He's also not someone who is a "workout warrior" and doesn't have preparation skills for different opponents, so some question his motor, but some of that can be ingrained at the NFL level...especially with a very physical team like the Carolina Panthers. A large part of effective run-blocking is the mindset and Clemson was a passing team by and large, so he'll have to adjust his game and preparation at the next level.

He also can sometimes be fooled on delayed blitzes or when a rusher appears in an unexpected area. Thomas is "average" in space, despite having nice, quick feet, so I myself am theorizing it's a field-awareness issue that should improve with time, practice, and learning the intricacies of complex NFL defensive schemes. He has only average lateral movement ability, reflected in his struggling against speed-rushers on the outside, again, which is the biggest reason he projects as a guard.

Personally, I love versatile players like Thomas who can contribute at different positions when injuries inevitably hit and could help keep the chemistry intact without any drop-off in ability. Problems occur when linemen play out of position due to need, and Thomas would be a great asset especially down the road.

No, he isn't a first-round guy and possibly not even a second-rounder. If he's available in the third, however, that's where the organization might start taking a good, hard look at him as a guard to solidify the inside.

The problem is that Silatolu is the young incumbent left guard, barring another injury, and Thomas projects best at....left guard. I'm sure he could learn to play the right guard spot, but his run-blocking would have to improve dramatically.

It's fairly rare to have an incoming guard that's a better pass blocker than run blocker. Usually, it's the other way around.

__Direction__
Rewrite the part of the draft evaluation that opens with "No, he isn't" and closes with "to improve dramatically.", substituting "center" for "left guard" each time it appears.

__Records shown__
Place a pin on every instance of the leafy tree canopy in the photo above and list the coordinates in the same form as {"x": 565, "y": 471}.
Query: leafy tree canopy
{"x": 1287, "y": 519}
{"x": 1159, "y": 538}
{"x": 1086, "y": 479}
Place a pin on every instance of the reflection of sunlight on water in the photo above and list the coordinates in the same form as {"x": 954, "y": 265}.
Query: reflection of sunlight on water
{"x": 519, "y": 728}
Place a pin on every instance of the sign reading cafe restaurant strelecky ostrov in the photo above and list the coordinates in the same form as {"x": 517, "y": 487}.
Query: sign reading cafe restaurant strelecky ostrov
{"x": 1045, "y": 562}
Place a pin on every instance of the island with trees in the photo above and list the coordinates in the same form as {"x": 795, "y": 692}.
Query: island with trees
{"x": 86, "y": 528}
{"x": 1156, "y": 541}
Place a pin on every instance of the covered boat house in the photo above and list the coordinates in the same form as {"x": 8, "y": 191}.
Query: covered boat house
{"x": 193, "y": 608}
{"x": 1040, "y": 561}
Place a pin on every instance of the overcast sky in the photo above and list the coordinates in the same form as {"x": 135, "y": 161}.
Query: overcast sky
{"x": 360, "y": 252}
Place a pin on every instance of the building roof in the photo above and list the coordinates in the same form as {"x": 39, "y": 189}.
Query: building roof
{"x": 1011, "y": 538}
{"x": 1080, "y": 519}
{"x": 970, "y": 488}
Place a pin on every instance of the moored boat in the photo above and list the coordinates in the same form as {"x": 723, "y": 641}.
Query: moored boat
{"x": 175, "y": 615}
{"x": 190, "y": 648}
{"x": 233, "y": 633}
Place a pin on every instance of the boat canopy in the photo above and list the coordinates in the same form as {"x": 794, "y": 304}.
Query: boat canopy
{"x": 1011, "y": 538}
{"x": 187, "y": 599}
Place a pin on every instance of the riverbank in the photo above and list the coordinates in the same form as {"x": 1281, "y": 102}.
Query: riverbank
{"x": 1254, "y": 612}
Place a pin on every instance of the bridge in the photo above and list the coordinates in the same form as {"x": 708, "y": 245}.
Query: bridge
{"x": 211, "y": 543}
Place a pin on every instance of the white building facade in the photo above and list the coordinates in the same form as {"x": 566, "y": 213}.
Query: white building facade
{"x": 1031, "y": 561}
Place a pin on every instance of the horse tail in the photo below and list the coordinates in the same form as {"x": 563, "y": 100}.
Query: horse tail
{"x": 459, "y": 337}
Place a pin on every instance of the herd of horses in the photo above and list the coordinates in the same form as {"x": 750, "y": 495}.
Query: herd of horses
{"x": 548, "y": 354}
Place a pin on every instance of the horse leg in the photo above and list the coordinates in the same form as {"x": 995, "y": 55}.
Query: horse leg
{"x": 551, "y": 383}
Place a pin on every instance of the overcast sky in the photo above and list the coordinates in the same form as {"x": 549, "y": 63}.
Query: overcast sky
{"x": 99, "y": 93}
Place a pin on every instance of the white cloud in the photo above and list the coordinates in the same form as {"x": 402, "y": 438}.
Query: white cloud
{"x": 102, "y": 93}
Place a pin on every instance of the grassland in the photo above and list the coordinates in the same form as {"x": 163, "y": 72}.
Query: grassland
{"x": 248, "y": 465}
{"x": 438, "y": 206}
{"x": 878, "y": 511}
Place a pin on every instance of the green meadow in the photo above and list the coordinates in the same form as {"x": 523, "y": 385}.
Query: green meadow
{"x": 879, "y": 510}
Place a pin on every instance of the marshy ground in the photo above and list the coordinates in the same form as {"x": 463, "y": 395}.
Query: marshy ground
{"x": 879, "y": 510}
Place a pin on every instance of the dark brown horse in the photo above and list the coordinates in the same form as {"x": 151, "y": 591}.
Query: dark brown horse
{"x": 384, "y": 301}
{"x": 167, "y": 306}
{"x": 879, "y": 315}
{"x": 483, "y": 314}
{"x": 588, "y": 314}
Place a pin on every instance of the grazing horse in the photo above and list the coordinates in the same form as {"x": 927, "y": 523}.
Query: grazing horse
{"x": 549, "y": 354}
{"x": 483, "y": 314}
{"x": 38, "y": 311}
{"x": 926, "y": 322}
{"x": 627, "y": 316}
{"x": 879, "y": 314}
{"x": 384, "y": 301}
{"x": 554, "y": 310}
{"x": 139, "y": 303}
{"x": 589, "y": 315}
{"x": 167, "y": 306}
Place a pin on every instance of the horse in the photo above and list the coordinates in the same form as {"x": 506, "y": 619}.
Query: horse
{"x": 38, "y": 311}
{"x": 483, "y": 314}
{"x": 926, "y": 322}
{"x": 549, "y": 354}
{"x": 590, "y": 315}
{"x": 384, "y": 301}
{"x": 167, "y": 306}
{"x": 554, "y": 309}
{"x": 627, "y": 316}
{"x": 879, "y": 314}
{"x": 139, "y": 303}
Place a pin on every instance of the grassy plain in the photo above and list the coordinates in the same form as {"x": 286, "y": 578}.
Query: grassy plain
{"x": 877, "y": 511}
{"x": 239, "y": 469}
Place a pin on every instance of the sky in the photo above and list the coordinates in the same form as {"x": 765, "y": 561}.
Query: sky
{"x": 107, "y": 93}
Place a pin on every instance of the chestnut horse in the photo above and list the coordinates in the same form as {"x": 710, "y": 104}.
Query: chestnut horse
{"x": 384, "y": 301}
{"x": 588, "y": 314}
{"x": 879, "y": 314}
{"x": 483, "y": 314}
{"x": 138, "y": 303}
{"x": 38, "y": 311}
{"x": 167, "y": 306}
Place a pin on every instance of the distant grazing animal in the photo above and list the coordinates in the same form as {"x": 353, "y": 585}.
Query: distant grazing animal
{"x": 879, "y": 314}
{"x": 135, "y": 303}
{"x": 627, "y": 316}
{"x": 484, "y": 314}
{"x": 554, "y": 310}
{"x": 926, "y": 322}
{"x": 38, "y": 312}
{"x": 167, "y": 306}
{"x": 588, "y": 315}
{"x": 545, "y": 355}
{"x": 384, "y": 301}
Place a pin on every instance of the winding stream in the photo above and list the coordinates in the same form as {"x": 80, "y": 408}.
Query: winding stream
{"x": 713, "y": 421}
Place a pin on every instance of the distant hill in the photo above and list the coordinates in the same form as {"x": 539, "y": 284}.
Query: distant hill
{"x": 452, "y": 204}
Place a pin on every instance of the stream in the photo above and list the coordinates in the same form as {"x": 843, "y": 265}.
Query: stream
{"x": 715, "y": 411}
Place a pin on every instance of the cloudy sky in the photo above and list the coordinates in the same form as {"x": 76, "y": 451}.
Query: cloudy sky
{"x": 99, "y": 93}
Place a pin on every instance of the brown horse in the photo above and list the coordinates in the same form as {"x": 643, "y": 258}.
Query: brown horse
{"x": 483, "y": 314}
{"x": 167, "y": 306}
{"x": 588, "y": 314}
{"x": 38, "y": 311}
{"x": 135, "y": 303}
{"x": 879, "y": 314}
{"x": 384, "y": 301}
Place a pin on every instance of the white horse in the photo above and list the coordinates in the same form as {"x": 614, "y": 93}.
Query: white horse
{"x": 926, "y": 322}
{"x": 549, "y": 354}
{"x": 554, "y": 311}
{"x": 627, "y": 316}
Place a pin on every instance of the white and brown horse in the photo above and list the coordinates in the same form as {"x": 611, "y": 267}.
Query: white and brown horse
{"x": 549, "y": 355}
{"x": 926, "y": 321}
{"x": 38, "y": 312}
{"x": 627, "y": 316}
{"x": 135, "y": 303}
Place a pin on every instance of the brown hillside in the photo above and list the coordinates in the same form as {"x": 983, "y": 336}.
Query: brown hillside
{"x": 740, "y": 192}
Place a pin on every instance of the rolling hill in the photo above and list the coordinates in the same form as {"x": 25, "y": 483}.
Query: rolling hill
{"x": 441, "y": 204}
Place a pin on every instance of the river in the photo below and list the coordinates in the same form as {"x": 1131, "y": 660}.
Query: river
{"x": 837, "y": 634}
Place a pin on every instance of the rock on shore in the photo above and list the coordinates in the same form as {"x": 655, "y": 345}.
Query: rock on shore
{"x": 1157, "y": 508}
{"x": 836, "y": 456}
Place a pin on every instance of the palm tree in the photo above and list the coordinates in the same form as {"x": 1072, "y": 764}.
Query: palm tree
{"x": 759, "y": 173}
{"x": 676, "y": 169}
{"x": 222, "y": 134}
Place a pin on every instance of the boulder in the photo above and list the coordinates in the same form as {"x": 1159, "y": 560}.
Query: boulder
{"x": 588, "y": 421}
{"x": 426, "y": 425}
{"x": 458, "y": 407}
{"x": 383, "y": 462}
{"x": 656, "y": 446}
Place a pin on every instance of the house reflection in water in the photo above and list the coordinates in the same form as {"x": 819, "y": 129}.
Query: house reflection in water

__Solution__
No, he isn't a first-round guy and possibly not even a second-rounder. If he's available in the third, however, that's where the organization might start taking a good, hard look at him as a guard to solidify the inside.

The problem is that Silatolu is the young incumbent center, barring another injury, and Thomas projects best at....center. I'm sure he could learn to play the right guard spot, but his run-blocking would have to improve dramatically.